* _Stated problem 1_: Using the account below, decide whether each statement agrees with it: (a) a trucker picked up the writer within an hour of hitching in the rain; (b) the writer moved to Fort Bragg with the rest of the community right away; (c) K said goodbye to the writer before leaving. Answer yes or no for each and quote the words of the account that settle it.

* _Article_:
▶

So I went to the shelter kitchen, found several large black plastic garbage bags and made myself a raincoat and pants, and a makeshift hat, and left the building. Under the driving rain I made my way to the highway onramp and stuck my thumb out in hopes of hitching a ride back south. It was cold and very wet but I was able to enjoy the beauty of the rain falling hard, lit by the streetlights high overhead. Fortunately, within the hour a trucker stopped and gave me a lift. I slept on most of the trip back to Santa Cruz but eventually made it there sometime before noon the following day.

 

Not long after this adventure of mine, the community moved to Fort Bragg, although I stayed behind for several more weeks in order to finish a couple landscaping projects in Santa Cruz. It was challenging though because we needed the trucks up in Fort Bragg so I only had an old Plymouth Arrow hatchback to do my work, and I stored all of my tools and materials in a small storage unit. Every morning I woke up in the back of the hatchback which I parked in various quiet neighborhoods, the hatch slightly open to allow clearance between my forehead and the back windshield, drove to the storage unit and loaded my tools into the car and then went to site for the day. At the end of the workday I ate a meal at a local salad bar, showered at a community center or state park, and then found a new place to park the car and sleep for the night. It was a simple existence, just me and my jobs, long hours of work, a good solid meal in the evening and a great night’s sleep, though you wouldn’t expect that, if you’ve ever seen the look of a Plymouth Arrow.

 

I must admit I begin to lose track of the order of some of our moves after this because our community began to be located in multiple locations throughout California, and it is difficult to remember which location preceded which, since we all lived in different locations for much of the time and only met up together on weekends or various other periods of time between jobs. However, I am fairly certain that our time in McCloud, a small town south of Mt Shasta happened briefly around this time, and this location was extremely significant because it was here that K finally left the community and I never saw her again. Unfortunately she ran away in the midst of one of her ‘scenarios’ at a time when I was still working on my own in Santa Cruz so I never had warning or an opportunity to say goodbye. She had been my jogging buddy and a dear confidante. She had a smile that lit up a room and a serenity of spirit that soothed my soul; and in many ways she had been a mother, a sister, and the glue of our community, having been the only female presence with us for so much of the time.  So when she left the loss was felt strongly by everyone. Her leaving was also significant because she brought formal charges against MD.

(to be continued)

◀

* _Stated problem 2_: Return, unchanged, the stretch of the records below from the line that contains "the shoelace, which" through the line that contains "x=295, y=839", including both of those lines.

Stored records:
▶

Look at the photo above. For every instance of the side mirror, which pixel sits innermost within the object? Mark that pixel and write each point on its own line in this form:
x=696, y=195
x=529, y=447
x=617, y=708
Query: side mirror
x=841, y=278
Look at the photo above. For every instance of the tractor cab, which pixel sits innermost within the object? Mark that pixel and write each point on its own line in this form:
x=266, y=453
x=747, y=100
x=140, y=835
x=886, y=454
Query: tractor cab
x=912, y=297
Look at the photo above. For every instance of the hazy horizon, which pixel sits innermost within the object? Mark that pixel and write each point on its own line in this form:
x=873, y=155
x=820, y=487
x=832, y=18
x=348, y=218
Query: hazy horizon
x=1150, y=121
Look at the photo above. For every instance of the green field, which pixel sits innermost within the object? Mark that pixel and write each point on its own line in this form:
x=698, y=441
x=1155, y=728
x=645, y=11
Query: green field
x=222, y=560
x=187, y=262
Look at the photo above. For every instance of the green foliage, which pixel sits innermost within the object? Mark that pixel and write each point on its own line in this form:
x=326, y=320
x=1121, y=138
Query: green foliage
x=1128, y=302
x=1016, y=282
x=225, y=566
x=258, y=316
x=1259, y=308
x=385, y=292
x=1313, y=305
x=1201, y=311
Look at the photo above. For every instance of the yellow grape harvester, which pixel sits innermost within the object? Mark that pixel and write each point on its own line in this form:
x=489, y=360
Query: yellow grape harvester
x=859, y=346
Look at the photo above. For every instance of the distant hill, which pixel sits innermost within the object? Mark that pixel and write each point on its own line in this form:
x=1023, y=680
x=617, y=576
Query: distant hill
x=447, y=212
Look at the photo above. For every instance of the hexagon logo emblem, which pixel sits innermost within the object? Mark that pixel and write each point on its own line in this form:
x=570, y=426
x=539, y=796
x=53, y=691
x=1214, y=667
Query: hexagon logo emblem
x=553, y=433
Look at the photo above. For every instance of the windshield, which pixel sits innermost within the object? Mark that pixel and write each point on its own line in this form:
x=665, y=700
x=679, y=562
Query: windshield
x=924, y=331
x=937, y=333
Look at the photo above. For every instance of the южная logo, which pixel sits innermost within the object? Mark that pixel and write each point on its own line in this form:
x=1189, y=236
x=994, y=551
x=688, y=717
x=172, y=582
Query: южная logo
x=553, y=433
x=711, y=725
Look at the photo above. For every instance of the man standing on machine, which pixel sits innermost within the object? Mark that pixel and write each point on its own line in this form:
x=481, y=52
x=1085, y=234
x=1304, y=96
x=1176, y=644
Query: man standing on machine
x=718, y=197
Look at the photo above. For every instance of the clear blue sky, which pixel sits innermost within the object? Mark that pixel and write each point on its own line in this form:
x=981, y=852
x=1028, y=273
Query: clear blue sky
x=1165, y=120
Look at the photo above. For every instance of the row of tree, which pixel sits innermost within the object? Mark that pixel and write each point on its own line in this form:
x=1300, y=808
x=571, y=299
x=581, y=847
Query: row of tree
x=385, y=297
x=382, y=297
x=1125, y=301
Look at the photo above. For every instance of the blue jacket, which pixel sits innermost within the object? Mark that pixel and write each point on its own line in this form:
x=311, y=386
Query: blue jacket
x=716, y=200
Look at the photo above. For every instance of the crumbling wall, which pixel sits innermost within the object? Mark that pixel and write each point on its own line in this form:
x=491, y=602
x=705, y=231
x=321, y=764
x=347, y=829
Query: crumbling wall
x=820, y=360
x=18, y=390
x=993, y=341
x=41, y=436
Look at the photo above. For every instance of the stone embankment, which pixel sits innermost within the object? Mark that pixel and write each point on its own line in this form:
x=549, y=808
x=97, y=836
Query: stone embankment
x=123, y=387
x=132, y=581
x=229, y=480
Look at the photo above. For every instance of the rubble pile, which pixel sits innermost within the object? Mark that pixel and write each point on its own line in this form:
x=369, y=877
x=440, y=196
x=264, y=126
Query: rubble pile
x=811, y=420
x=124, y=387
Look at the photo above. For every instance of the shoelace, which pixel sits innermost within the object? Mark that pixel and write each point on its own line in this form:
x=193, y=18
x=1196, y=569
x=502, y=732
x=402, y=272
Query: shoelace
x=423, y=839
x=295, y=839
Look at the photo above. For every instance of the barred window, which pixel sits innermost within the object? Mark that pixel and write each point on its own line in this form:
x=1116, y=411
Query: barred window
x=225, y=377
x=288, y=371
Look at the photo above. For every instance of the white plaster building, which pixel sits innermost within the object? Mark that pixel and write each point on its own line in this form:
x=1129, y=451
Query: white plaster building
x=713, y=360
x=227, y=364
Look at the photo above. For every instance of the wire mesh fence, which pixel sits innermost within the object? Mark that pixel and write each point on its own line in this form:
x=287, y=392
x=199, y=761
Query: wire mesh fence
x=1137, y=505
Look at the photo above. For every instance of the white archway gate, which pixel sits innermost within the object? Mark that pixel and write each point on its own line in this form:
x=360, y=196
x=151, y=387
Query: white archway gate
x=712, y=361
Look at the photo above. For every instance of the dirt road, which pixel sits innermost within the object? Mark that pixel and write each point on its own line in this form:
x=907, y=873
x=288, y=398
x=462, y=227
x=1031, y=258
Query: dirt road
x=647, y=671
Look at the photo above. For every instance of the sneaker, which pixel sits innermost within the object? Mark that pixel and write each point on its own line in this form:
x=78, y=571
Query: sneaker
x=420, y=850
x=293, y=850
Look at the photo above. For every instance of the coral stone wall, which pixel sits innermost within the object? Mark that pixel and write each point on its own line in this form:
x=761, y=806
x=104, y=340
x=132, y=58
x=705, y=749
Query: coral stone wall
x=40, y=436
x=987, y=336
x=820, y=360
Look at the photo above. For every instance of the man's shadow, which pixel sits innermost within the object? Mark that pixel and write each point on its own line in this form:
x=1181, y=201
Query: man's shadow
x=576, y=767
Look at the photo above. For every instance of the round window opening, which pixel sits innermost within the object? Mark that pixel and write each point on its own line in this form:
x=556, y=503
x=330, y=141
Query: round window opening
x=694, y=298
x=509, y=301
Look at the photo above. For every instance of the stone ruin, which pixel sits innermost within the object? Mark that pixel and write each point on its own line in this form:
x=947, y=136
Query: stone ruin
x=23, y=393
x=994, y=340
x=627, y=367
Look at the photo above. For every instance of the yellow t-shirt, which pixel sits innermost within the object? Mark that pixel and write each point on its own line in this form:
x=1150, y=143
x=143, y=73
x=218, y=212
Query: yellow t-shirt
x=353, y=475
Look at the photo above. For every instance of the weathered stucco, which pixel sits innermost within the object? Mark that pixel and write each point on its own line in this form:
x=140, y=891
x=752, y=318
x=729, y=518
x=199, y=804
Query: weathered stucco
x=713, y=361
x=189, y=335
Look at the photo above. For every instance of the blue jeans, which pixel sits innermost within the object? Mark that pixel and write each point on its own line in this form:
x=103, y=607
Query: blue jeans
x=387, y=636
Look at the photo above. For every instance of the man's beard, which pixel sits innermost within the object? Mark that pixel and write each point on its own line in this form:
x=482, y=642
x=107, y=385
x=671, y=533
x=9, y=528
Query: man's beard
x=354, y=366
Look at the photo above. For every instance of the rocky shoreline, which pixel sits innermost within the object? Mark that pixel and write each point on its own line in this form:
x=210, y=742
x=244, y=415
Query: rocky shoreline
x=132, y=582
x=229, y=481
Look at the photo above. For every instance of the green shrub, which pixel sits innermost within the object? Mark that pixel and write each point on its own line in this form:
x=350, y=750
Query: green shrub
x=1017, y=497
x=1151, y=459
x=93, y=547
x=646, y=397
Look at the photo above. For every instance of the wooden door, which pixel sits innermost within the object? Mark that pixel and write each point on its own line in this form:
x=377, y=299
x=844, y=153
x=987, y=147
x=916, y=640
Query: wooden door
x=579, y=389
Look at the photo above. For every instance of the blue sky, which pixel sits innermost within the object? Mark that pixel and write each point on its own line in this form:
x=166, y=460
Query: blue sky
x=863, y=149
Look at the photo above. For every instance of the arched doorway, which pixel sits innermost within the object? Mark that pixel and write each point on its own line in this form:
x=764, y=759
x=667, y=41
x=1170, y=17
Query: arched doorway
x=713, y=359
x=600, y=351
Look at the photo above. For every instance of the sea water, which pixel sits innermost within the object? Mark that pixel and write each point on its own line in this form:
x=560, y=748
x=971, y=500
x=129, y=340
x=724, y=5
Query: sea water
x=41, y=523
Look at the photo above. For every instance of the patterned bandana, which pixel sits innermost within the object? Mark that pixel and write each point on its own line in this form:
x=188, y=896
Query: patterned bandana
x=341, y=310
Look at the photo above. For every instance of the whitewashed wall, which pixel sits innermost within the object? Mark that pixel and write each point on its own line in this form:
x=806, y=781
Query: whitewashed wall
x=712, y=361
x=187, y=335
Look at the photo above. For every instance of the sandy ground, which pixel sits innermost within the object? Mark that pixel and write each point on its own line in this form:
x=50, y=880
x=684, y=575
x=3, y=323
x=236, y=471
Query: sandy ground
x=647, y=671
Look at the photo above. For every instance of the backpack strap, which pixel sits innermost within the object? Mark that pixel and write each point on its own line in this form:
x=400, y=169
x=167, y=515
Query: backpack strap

◀

* _Solution 1_:
(a) Yes: "Fortunately, within the hour a trucker stopped and gave me a lift."
(b) No: "although I stayed behind for several more weeks in order to finish a couple landscaping projects in Santa Cruz."
(c) No: "so I never had warning or an opportunity to say goodbye."

* _Solution 2_:
Look at the photo above. For every instance of the shoelace, which pixel sits innermost within the object? Mark that pixel and write each point on its own line in this form:
x=193, y=18
x=1196, y=569
x=502, y=732
x=402, y=272
Query: shoelace
x=423, y=839
x=295, y=839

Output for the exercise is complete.